Text provided:

━━━━━━━━

Prion diseases are a category of rare fatal brain diseases that can strike both humans and animals. The disease hits the nervous system and impairs essential brain functions, which can cause memory loss, decrease in intelligence, personality and behavioral changes, and insomnia. It is caused by an altered and mutated PRNP gene, inherited from a parent, that manifests itself in misshapen protein cells that can pop up in brain tissue.
In humans, there are five known prion diseases: Creutzfeldt-Jakob Disease, Variant Creutzfeldt-Jakob Disease, Gerstmann-Straussler-Scheinker Syndrome, Kuru, and Fatal Familial Insomnia. There are six known animal prion diseases, including bovine spongiform encephalopathy, or more commonly known as "Mad Cow Disease."

━━━━━━━━

Given records:

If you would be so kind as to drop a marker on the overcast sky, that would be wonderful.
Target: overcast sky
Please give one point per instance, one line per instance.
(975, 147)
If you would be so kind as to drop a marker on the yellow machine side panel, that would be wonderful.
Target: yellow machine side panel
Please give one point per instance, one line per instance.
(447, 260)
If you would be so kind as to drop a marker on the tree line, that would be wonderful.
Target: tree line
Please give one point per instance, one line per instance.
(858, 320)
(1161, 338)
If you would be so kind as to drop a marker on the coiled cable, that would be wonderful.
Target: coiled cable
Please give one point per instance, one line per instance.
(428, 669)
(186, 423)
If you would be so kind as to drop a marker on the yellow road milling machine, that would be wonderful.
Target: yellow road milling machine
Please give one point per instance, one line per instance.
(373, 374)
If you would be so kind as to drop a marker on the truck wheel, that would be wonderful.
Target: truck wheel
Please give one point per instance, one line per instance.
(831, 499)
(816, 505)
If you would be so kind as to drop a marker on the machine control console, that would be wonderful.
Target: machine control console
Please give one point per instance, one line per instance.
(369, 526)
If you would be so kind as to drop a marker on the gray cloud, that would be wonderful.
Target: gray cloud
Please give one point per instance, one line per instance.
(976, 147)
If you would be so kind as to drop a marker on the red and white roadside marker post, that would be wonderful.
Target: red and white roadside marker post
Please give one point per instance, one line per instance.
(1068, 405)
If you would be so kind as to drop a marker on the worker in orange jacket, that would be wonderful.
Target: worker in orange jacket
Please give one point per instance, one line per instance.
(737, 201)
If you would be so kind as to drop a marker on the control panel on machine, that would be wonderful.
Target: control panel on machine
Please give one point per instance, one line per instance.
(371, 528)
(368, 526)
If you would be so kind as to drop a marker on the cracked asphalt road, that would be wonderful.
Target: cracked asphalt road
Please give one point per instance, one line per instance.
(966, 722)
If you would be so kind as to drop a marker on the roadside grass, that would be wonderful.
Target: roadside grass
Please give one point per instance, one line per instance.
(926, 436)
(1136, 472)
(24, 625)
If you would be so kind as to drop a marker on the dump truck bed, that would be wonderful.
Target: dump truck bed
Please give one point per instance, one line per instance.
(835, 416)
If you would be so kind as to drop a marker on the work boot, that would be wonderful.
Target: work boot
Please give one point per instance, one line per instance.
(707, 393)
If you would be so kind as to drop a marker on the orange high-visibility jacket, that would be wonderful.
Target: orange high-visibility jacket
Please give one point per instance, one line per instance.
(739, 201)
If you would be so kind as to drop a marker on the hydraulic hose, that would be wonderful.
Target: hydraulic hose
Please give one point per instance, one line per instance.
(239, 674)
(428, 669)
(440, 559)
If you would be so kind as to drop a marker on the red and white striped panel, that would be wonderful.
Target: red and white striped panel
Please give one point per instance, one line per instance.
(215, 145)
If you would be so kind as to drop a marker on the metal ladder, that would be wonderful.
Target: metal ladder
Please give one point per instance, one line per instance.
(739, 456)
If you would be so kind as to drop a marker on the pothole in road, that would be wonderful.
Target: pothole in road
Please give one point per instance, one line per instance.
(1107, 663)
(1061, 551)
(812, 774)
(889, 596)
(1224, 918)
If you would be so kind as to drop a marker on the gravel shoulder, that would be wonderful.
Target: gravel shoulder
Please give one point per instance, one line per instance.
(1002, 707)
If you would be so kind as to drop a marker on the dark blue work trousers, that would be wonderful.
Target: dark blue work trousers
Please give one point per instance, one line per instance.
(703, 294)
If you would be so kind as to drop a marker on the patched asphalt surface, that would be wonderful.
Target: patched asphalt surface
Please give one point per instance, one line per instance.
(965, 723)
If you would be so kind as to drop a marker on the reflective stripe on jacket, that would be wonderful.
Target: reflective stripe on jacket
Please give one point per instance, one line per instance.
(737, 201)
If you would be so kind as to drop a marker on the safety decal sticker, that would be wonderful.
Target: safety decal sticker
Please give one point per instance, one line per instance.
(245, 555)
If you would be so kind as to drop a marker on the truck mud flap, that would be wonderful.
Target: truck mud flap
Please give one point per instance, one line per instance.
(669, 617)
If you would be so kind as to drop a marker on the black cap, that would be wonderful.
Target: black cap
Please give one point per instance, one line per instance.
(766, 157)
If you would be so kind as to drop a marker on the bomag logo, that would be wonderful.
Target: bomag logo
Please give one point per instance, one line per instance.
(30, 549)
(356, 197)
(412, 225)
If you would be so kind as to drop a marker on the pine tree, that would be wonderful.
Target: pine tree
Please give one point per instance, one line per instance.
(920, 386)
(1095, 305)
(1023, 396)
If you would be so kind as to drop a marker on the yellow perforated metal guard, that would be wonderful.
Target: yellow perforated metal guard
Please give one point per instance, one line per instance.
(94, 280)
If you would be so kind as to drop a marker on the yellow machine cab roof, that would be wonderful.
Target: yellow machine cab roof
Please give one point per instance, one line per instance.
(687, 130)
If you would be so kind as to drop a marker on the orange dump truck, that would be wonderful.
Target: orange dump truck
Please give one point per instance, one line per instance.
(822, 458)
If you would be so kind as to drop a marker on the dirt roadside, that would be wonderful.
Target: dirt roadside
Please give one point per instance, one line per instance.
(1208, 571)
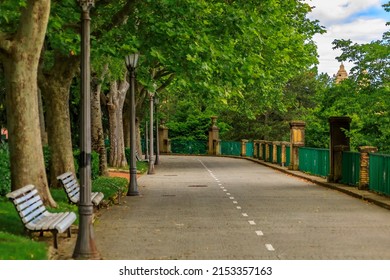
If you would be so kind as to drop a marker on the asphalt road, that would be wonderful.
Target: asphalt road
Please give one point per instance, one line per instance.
(206, 208)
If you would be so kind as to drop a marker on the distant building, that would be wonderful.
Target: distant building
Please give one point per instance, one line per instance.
(341, 74)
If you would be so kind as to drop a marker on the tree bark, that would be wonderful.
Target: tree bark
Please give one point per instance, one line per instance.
(20, 54)
(97, 133)
(55, 85)
(116, 99)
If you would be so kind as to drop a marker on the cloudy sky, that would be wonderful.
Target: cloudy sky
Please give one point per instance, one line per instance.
(362, 21)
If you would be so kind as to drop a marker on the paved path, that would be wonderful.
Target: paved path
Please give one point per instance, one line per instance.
(224, 208)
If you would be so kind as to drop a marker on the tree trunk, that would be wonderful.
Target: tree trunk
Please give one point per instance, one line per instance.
(42, 120)
(19, 54)
(55, 86)
(115, 104)
(97, 133)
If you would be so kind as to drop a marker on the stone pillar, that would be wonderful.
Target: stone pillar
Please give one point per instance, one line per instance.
(243, 147)
(261, 154)
(297, 139)
(163, 140)
(364, 179)
(275, 151)
(339, 142)
(267, 151)
(214, 142)
(284, 156)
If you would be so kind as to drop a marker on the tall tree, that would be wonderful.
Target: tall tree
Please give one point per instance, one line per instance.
(20, 50)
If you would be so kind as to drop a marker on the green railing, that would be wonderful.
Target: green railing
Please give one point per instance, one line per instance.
(350, 168)
(249, 149)
(230, 148)
(379, 173)
(189, 147)
(314, 161)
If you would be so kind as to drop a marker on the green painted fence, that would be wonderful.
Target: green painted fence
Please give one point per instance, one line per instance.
(249, 149)
(379, 173)
(189, 147)
(350, 168)
(231, 148)
(314, 161)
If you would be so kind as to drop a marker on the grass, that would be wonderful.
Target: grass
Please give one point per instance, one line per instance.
(16, 245)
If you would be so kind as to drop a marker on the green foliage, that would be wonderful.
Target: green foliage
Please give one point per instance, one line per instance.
(14, 247)
(110, 186)
(94, 163)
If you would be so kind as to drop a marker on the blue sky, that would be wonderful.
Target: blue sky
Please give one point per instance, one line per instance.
(362, 21)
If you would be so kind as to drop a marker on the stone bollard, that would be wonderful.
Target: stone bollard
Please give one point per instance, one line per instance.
(243, 147)
(364, 179)
(284, 155)
(275, 145)
(261, 151)
(214, 141)
(297, 139)
(339, 142)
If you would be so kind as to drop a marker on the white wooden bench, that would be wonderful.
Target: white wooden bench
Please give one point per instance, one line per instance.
(34, 215)
(72, 189)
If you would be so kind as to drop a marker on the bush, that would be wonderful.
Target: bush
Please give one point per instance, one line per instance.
(5, 170)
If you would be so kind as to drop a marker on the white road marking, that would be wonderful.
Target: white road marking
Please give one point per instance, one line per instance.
(269, 247)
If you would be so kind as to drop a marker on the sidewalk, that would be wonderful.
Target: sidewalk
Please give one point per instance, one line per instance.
(366, 195)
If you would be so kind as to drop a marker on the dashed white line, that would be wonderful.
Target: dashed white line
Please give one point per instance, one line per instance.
(269, 247)
(259, 233)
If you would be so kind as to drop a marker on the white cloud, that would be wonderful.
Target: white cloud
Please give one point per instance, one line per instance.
(339, 18)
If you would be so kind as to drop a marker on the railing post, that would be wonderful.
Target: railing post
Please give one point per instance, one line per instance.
(339, 142)
(275, 151)
(297, 139)
(243, 147)
(364, 178)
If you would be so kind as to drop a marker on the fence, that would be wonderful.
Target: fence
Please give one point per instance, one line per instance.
(350, 168)
(379, 173)
(314, 161)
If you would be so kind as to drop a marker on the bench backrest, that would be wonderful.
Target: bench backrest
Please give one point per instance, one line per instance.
(71, 186)
(28, 203)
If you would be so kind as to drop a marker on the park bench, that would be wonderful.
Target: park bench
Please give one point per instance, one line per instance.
(72, 189)
(34, 215)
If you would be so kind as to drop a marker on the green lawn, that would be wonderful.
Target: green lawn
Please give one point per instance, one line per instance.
(15, 244)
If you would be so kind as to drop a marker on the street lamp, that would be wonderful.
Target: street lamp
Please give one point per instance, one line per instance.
(85, 244)
(157, 161)
(131, 64)
(151, 144)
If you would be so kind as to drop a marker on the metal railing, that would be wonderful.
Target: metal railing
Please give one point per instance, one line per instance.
(314, 161)
(350, 168)
(379, 173)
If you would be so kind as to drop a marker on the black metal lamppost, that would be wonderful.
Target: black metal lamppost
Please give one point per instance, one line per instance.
(131, 64)
(151, 144)
(85, 244)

━━━━━━━━

Work instruction: Do these statements agree with the text on prion diseases? Answer yes or no for each and quote the words from the text that decide it. (a) Prion diseases affect only humans. (b) The altered PRNP gene is inherited from a parent. (c) Six prion diseases are known in humans.

Task answer:
(a) No: "can strike both humans and animals"
(b) Yes: "an altered and mutated PRNP gene, inherited from a parent"
(c) No: "In humans, there are five known prion diseases"